» **QUESTIONS TO ANSWER**
A - List the section headings that organize the food safety tips in the salmonella excerpt.
B - According to the salmonella excerpt, how long does the illness usually last?

======== EXCERPTED PASSAGE

On Oct. 8, the USDA’s Food Safety and Inspection Service issued a food safety alert after an estimated 278 salmonella illnesses were reported in 18 states, predominantly in California. DeCA officials are monitoring this situation and will issue a recall if it becomes necessary, Wicker said.

The Centers for disease Control and the USDA-FSIS recommend consumers follow these food safety tips to prevent salmonella infection whenever you handle raw meat, poultry or seafood:

Clean

  • Wash hands with warm, soapy water for 20 seconds before and after handling raw meat, poultry or seafood.
  • Wash utensils, cutting boards, dishes and countertops with hot, soapy water after preparing each food item and before you go on to prepare the next item.
  • Food contact surfaces may be sanitized with a freshly made solution of 1 tablespoon of unscented, liquid chlorine bleach in 1 gallon of water.

Separate

  • Separate raw meat, poultry and seafood from other foods in your grocery shopping cart and in your refrigerator.
  • If possible, use one cutting board for fresh produce and a separate one for raw meat, poultry and seafood.
  • Never place cooked food on a plate that previously held raw meat, poultry or seafood.

Cook

  • Cook poultry to a safe minimum internal temperature of 165° degrees as measured with a food thermometer.

Chill

  • Chill food promptly and properly. Refrigerate or freeze perishables, prepared foods and leftovers within two hours (or one hour if temperatures are above 90 degrees).
  • Contact your health care provider if you think you may have become ill from eating contaminated food.

Symptoms of salmonella infection include: diarrhea, fever and abdominal cramps 12 to 72 hours after infection. The illness usually lasts four to seven days, and most persons recover without treatment. Children younger than 5 years old, older adults and people with weakened immune systems are more likely to have a severe illness from salmonella infection.

While it is not unusual for raw poultry from any producer to have salmonella bacteria, it is uncommon for poultry to have multidrug-resistant salmonella bacteria. People who think they have become ill from eating chicken associated with this outbreak should inform their health care provider about this antibiotic resistance.

On Oct. 7, the USDA-FSIS issued a public health alert for chicken products produced at three poultry facilities.

On Oct. 8, the Centers for Disease Control and Prevention also issued advice to consumers regarding a multistate outbreak of Salmonella Heidelberg.

================
======== SUPPLIED RECORDS

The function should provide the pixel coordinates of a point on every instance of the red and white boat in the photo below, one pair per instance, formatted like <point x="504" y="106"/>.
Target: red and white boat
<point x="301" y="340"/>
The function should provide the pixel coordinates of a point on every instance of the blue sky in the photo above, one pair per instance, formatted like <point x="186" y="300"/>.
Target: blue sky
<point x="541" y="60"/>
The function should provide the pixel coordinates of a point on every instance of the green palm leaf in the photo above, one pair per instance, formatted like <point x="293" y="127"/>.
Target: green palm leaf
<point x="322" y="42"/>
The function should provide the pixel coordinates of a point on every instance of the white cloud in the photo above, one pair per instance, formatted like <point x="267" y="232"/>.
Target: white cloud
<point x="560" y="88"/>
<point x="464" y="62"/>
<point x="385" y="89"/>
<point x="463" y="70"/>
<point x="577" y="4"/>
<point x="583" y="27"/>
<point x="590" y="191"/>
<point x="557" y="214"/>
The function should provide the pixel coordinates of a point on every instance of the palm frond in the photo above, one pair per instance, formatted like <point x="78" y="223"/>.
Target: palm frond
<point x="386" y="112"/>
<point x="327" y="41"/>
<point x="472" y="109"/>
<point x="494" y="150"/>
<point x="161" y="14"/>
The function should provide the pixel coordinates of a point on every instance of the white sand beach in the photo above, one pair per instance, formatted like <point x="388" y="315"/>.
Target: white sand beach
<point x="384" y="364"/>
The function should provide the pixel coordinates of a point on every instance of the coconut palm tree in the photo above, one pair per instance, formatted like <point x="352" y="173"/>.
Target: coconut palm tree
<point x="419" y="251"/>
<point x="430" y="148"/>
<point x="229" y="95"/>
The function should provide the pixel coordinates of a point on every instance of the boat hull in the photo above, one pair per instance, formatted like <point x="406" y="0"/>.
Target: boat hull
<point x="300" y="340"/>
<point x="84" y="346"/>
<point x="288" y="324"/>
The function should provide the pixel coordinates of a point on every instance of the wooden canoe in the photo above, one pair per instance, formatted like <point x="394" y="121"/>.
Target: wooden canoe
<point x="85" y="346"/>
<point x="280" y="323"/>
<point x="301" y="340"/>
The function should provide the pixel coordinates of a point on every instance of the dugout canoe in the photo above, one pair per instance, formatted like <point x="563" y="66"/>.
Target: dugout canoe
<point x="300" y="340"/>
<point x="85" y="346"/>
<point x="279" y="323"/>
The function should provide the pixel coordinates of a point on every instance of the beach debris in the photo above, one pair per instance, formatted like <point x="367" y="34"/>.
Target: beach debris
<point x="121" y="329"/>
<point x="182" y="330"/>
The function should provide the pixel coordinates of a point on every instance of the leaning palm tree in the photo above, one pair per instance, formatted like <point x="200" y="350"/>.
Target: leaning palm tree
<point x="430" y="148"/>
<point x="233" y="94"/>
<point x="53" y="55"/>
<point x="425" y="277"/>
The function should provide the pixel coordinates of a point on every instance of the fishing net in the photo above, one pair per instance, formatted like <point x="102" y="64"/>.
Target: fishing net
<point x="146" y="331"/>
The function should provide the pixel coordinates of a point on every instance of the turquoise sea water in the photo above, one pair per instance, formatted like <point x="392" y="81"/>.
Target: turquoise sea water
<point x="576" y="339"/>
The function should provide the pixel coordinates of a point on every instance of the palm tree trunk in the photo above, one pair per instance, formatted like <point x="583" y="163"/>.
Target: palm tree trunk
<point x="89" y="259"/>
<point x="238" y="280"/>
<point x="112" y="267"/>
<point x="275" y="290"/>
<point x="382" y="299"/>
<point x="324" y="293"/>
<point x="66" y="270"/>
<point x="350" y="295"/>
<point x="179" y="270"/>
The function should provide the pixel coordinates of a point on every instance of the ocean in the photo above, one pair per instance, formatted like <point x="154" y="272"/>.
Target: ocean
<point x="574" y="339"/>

================

» **EXERCISE RESPONSES**
A - Clean, Separate, Cook, Chill

B - Four to seven days.